**WHAT YOU SHOULD DO:**
Write out every one of the rows below word for word, with no changes.

**DATASET RECORDS:**
========================================================================
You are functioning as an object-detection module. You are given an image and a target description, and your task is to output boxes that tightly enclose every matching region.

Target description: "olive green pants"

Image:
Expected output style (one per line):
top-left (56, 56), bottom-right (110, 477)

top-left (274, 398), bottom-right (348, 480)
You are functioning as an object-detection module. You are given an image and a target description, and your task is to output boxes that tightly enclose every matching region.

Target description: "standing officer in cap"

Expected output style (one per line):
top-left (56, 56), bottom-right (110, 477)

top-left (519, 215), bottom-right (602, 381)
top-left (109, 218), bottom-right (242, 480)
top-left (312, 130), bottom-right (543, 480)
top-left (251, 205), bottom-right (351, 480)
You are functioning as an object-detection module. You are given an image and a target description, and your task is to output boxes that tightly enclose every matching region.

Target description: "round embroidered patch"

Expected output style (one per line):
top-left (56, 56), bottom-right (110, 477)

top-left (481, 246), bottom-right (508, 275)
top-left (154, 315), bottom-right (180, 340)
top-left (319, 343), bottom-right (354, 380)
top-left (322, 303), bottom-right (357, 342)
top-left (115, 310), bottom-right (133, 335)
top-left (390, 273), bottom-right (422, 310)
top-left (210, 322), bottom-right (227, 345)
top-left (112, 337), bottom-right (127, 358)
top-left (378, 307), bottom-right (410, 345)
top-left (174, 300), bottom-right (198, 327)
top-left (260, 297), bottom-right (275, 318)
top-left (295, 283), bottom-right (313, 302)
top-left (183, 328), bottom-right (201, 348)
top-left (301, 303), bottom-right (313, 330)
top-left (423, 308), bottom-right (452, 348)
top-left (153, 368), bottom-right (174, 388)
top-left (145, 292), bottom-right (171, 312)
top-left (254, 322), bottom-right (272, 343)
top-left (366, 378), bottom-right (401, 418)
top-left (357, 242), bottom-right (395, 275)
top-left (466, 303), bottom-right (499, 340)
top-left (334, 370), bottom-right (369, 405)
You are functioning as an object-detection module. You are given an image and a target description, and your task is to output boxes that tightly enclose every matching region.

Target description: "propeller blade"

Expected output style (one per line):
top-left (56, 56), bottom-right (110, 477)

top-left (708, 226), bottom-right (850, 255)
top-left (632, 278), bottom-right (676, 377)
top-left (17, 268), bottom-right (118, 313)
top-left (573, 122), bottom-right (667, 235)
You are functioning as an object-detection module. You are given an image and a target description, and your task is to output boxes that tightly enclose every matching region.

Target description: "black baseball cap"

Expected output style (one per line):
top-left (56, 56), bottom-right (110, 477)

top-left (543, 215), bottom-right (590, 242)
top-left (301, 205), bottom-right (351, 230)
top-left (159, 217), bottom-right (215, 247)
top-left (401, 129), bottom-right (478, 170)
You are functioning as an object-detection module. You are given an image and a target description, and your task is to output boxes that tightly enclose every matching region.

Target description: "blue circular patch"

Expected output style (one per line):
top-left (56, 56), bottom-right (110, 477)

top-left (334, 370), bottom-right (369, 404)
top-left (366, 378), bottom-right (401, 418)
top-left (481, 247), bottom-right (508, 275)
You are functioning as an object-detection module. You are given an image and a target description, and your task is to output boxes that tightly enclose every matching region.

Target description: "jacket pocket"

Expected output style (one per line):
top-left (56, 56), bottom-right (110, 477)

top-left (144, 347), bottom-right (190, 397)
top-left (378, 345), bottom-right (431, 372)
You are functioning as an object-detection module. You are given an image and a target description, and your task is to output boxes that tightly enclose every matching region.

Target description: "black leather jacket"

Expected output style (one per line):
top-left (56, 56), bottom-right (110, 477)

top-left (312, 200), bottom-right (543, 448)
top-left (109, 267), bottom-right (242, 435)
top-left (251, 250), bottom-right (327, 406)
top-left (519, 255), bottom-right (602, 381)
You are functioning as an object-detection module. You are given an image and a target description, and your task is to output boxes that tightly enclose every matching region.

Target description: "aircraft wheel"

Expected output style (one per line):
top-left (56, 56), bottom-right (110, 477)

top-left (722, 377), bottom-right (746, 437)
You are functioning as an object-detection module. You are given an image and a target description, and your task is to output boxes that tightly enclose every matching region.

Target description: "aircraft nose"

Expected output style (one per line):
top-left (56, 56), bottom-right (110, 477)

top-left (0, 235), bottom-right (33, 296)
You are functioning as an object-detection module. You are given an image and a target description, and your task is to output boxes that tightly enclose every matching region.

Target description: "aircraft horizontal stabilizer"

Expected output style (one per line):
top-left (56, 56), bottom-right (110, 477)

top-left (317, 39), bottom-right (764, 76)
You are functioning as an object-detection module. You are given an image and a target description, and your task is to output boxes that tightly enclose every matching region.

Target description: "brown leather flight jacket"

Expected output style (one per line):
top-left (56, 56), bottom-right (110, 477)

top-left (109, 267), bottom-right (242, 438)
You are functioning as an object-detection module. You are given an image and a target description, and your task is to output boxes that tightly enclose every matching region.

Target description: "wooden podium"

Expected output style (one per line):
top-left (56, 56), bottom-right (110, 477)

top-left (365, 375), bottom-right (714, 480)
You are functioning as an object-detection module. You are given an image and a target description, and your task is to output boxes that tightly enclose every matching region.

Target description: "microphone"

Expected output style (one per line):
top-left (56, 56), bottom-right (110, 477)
========================================================================
**RESPONSE TO THE EXERCISE:**
You are functioning as an object-detection module. You are given an image and a target description, and your task is to output boxes that tightly enclose every matching region.

Target description: "olive green pants"

Image:
Expected output style (one per line):
top-left (56, 56), bottom-right (110, 477)

top-left (274, 398), bottom-right (348, 480)
You are functioning as an object-detection module. You are given an image and a target description, and your task is to output boxes that tightly enclose every matching region.

Target description: "standing officer in cap"

Expected output style (one per line):
top-left (56, 56), bottom-right (110, 477)

top-left (519, 215), bottom-right (602, 381)
top-left (109, 218), bottom-right (242, 480)
top-left (312, 130), bottom-right (543, 480)
top-left (251, 205), bottom-right (351, 480)
You are functioning as an object-detection module. You are given an image and a target description, and your task is to output boxes that tightly enclose every matching region.

Target description: "round embroidered patch"

Expected output style (one per line):
top-left (56, 56), bottom-right (110, 477)

top-left (481, 246), bottom-right (508, 275)
top-left (154, 315), bottom-right (180, 340)
top-left (319, 343), bottom-right (354, 380)
top-left (322, 303), bottom-right (357, 342)
top-left (115, 310), bottom-right (133, 335)
top-left (390, 273), bottom-right (422, 310)
top-left (210, 322), bottom-right (227, 345)
top-left (112, 337), bottom-right (127, 358)
top-left (378, 307), bottom-right (410, 345)
top-left (174, 300), bottom-right (198, 327)
top-left (260, 297), bottom-right (275, 318)
top-left (295, 283), bottom-right (313, 302)
top-left (183, 328), bottom-right (201, 348)
top-left (301, 303), bottom-right (313, 330)
top-left (423, 308), bottom-right (452, 348)
top-left (153, 368), bottom-right (174, 388)
top-left (145, 292), bottom-right (171, 312)
top-left (254, 322), bottom-right (272, 343)
top-left (366, 378), bottom-right (401, 418)
top-left (357, 242), bottom-right (395, 275)
top-left (466, 303), bottom-right (499, 340)
top-left (334, 370), bottom-right (369, 405)
You are functioning as an object-detection module. You are given an image and a target description, and your task is to output boxes that tightly enclose every matching region.

Target description: "propeller blade"

Expected output style (one per line):
top-left (56, 56), bottom-right (110, 477)

top-left (708, 226), bottom-right (850, 255)
top-left (632, 278), bottom-right (676, 377)
top-left (17, 268), bottom-right (118, 313)
top-left (573, 122), bottom-right (667, 235)
You are functioning as an object-detection module. You are given an image and a target description, and your task is to output boxes that tightly enclose every matching region.

Target description: "black baseball cap"

Expected output style (one per line):
top-left (56, 56), bottom-right (110, 477)

top-left (543, 215), bottom-right (590, 242)
top-left (301, 205), bottom-right (351, 230)
top-left (159, 217), bottom-right (215, 247)
top-left (401, 129), bottom-right (478, 170)
You are functioning as an object-detection module. You are given an image and a target description, and your task is to output boxes that tightly enclose every matching region.

Target description: "blue circular patch"

Expected output style (one per line):
top-left (56, 56), bottom-right (110, 477)

top-left (334, 370), bottom-right (369, 404)
top-left (366, 378), bottom-right (401, 418)
top-left (481, 247), bottom-right (508, 275)
You are functioning as an object-detection module. You are given an image and a target description, and your task is to output boxes that tightly enclose every matching region.

Target description: "jacket pocket"

Expected output style (one per line):
top-left (56, 56), bottom-right (110, 477)

top-left (144, 347), bottom-right (190, 397)
top-left (378, 345), bottom-right (431, 372)
You are functioning as an object-detection module. You are given an image and a target description, and your task is to output boxes that tightly enclose every matching region.

Target description: "black leather jacket"

Expected output style (one per line):
top-left (56, 56), bottom-right (110, 477)

top-left (312, 200), bottom-right (543, 448)
top-left (109, 267), bottom-right (242, 435)
top-left (251, 250), bottom-right (327, 406)
top-left (519, 255), bottom-right (602, 381)
You are functioning as an object-detection module. You are given an image and a target description, and your task is to output boxes that tightly enclose every matching region.

Target description: "aircraft wheel"

Expected output style (one per line):
top-left (56, 56), bottom-right (110, 477)

top-left (722, 377), bottom-right (746, 437)
You are functioning as an object-detection module. You are given an image and a target description, and your task is to output boxes that tightly enclose every matching region.

Target description: "aircraft nose"

Expected output style (one per line):
top-left (56, 56), bottom-right (110, 477)

top-left (0, 235), bottom-right (33, 296)
You are functioning as an object-detection module. You are given an image and a target description, and your task is to output boxes that tightly enclose every matching region.

Target description: "aircraft horizontal stabilizer"

Expected output style (one per line):
top-left (56, 56), bottom-right (110, 477)

top-left (317, 39), bottom-right (764, 76)
You are functioning as an object-detection module. You are given an image and a target description, and your task is to output boxes that tightly enclose every matching region.

Target description: "brown leather flight jacket"

Expected output style (one per line):
top-left (56, 56), bottom-right (110, 477)

top-left (109, 267), bottom-right (242, 438)
You are functioning as an object-detection module. You are given an image and a target description, and your task is to output boxes that tightly enclose every matching region.

Target description: "wooden podium"

Expected output style (one per line):
top-left (56, 56), bottom-right (110, 477)

top-left (365, 375), bottom-right (714, 480)
You are functioning as an object-detection module. You are given an image and a target description, and your task is to output boxes that tightly enclose every matching region.

Target description: "microphone"

Expected output style (one per line):
top-left (56, 56), bottom-right (110, 477)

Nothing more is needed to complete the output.